[PROMPT] Starting with the line containing "Outline every instance of the white" and going on through the line containing "--target autumn tree", return the lines of the data below exactly, and only those.

::::::::

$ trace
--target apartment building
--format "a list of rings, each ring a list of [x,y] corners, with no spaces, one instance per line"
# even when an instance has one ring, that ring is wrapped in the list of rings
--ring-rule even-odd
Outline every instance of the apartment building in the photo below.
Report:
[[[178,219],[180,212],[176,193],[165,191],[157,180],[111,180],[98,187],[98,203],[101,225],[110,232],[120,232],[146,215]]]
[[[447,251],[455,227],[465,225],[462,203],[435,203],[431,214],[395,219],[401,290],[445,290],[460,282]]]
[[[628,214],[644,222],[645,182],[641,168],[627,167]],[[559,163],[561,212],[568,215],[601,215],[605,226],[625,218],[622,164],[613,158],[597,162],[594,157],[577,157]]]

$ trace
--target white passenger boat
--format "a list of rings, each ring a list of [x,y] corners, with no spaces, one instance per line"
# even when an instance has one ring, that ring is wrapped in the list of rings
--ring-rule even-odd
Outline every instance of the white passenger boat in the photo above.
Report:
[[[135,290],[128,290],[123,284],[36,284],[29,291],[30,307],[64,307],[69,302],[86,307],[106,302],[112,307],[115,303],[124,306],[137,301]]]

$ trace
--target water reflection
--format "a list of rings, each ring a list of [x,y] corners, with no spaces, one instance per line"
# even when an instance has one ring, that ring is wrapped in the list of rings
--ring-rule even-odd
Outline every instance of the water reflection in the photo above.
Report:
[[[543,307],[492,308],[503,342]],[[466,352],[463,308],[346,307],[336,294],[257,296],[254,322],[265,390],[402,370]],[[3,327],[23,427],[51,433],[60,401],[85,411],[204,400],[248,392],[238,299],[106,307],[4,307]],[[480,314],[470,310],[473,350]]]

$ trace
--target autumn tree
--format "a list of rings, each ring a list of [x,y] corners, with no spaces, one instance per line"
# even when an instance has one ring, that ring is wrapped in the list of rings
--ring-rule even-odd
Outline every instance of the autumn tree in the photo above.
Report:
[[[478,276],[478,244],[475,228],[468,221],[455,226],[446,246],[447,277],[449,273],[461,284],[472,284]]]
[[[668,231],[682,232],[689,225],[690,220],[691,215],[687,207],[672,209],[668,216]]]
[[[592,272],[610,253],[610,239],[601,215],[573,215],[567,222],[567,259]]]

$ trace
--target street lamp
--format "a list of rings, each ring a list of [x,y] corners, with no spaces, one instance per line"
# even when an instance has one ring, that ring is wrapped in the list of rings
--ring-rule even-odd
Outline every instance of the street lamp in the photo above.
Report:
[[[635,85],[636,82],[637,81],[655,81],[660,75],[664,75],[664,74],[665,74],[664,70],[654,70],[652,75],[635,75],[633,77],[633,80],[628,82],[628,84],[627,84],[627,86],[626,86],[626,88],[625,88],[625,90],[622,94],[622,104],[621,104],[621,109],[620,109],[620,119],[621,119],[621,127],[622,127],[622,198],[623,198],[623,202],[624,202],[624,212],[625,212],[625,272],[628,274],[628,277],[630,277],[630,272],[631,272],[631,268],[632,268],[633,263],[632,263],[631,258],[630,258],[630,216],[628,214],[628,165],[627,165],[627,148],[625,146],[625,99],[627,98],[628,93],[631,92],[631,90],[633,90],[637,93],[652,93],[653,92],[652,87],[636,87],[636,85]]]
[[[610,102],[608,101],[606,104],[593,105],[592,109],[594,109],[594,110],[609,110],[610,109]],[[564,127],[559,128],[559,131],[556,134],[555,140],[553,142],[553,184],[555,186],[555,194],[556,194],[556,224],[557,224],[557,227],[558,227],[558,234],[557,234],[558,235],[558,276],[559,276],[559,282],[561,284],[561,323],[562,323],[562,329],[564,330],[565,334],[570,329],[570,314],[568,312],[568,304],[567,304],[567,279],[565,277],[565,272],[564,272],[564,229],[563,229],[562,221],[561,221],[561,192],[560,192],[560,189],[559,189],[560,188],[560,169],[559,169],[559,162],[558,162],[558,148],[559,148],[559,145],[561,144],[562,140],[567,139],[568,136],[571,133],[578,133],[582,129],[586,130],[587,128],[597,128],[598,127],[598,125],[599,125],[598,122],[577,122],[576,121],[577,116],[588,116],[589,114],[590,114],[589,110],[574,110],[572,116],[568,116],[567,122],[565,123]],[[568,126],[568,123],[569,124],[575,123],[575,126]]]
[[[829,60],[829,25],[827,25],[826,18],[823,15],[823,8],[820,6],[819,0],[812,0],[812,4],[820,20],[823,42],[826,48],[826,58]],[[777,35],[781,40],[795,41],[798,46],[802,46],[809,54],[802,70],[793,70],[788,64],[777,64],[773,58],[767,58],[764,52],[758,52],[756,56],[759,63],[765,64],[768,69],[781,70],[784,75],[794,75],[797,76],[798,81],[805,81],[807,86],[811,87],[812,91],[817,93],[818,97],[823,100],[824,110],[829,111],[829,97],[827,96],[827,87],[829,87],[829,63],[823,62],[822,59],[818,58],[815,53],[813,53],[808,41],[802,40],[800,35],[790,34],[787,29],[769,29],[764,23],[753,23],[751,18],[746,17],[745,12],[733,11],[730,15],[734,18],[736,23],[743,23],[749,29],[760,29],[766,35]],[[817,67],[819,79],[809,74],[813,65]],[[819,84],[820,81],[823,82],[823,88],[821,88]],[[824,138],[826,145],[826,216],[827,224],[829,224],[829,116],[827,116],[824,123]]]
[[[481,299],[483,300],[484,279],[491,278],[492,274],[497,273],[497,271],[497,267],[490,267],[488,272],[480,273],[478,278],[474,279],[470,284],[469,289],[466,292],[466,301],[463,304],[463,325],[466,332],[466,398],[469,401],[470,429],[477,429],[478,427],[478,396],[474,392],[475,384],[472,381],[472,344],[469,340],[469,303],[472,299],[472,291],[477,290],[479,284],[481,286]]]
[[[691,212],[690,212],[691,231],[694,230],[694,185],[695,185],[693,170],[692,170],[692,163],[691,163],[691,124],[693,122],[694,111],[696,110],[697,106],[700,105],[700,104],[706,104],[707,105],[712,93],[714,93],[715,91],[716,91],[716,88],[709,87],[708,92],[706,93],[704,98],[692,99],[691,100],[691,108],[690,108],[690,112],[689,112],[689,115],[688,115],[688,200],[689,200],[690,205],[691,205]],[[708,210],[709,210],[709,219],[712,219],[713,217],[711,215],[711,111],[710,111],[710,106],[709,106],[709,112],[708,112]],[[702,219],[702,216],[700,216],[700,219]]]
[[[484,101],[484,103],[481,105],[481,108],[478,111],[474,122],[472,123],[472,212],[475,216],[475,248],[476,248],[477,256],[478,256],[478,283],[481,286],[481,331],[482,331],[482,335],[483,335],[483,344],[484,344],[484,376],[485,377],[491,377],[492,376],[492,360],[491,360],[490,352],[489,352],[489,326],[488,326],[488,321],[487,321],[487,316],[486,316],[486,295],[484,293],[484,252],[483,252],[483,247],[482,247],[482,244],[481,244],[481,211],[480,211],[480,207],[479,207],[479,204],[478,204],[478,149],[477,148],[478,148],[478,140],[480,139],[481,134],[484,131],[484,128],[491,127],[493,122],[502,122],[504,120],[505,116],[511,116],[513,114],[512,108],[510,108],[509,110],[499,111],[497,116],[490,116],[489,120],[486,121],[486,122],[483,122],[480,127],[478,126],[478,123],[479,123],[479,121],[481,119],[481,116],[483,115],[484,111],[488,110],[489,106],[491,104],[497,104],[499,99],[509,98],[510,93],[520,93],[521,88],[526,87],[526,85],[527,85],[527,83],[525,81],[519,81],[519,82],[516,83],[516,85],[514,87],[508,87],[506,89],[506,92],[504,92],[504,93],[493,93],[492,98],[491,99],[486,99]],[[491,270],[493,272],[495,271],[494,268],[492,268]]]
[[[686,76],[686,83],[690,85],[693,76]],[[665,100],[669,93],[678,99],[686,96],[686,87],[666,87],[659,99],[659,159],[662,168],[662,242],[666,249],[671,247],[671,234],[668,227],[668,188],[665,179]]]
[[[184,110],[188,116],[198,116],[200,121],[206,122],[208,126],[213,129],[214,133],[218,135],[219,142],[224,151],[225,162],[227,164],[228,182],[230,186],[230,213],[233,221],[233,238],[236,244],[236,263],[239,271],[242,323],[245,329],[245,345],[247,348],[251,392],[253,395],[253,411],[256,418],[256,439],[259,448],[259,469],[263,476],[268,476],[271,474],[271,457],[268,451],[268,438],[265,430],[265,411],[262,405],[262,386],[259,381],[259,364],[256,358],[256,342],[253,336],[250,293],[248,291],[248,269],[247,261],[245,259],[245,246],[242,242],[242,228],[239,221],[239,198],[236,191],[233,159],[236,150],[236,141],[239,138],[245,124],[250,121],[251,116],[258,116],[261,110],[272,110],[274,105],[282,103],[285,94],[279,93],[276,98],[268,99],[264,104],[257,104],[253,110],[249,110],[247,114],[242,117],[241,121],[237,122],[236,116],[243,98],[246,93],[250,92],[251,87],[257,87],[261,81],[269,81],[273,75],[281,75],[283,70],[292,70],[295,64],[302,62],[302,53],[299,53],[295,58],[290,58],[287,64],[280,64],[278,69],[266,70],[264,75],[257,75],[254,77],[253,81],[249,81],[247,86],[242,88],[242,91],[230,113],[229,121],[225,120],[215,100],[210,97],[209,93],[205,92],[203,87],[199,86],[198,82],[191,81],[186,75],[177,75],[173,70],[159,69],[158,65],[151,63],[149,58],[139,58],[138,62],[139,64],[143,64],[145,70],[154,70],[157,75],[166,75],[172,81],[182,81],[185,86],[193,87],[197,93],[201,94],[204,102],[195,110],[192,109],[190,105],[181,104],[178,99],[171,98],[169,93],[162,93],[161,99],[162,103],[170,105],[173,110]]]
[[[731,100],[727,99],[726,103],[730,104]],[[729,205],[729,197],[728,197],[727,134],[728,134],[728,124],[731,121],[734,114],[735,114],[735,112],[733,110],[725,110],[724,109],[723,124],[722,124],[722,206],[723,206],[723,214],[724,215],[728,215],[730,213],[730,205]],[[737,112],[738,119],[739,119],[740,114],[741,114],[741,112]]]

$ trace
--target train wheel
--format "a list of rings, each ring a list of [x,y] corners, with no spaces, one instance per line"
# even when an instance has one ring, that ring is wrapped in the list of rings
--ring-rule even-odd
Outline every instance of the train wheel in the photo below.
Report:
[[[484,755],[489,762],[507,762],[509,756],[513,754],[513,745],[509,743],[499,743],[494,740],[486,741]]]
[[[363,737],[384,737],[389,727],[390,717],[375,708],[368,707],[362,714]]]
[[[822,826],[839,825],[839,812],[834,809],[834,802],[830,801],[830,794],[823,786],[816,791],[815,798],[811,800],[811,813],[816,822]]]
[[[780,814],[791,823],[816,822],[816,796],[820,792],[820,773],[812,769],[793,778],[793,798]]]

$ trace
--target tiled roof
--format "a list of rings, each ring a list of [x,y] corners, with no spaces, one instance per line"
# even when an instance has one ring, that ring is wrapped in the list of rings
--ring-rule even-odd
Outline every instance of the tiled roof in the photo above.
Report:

::::::::

[SOLUTION TO THE PROBLEM]
Outline every instance of the white passenger boat in the photo above.
Report:
[[[135,290],[128,290],[123,284],[36,284],[29,291],[30,307],[64,307],[69,302],[86,307],[106,302],[112,307],[115,303],[124,306],[137,301]]]

$ trace
--target water reflection
--format "a list of rings, each ring a list of [x,y] corners, with no spaces, one instance per line"
# even when an instance has one ring, that ring is wrapped in the list of rings
--ring-rule even-odd
Outline every instance of the water reflection in the photo above.
Report:
[[[543,307],[492,308],[503,342]],[[466,352],[463,308],[346,307],[336,294],[257,296],[254,322],[265,390],[402,370]],[[3,327],[23,427],[51,433],[60,401],[85,411],[204,400],[248,392],[238,299],[106,307],[4,307]],[[480,314],[470,310],[473,350]]]

$ trace
--target autumn tree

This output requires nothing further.